→ **EXERCISE GOAL**: Gather every line of the records below that contains the word "space" and copy each such line in full. Matching is case-sensitive.

→ **ENTRIES SUPPLIED**:

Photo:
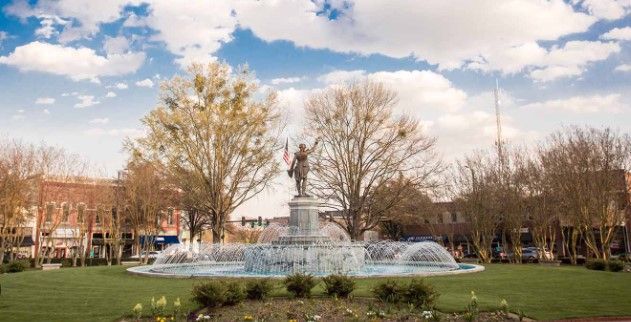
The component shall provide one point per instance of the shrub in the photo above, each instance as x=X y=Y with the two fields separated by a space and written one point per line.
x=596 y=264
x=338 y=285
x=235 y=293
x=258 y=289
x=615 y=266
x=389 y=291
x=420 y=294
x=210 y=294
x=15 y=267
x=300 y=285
---
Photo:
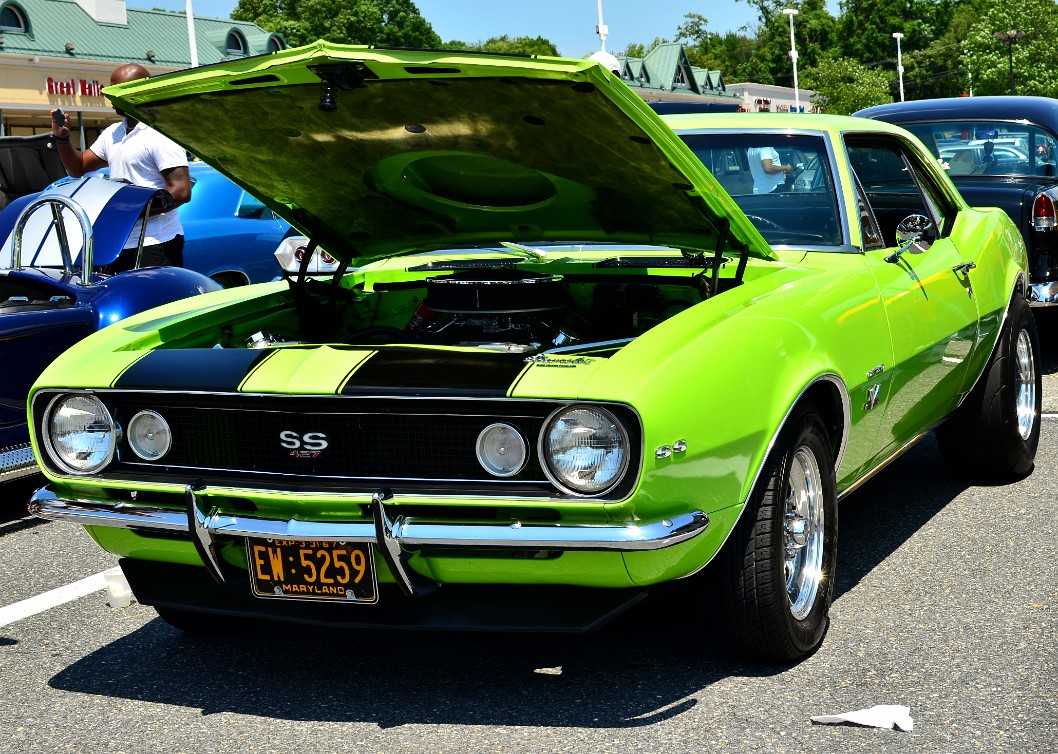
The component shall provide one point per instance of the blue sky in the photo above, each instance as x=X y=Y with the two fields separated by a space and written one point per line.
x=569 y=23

→ **SOLUTION TO THIS TASK**:
The component shall provide one point per instance of the shrub in the photo above, each instance as x=X y=Y with the two fields separated by a space and written one point per line.
The component shall provide one point per instance of the blue sky in the photo above, each instance as x=X y=Y with the two fields separated by a space and written one point per line.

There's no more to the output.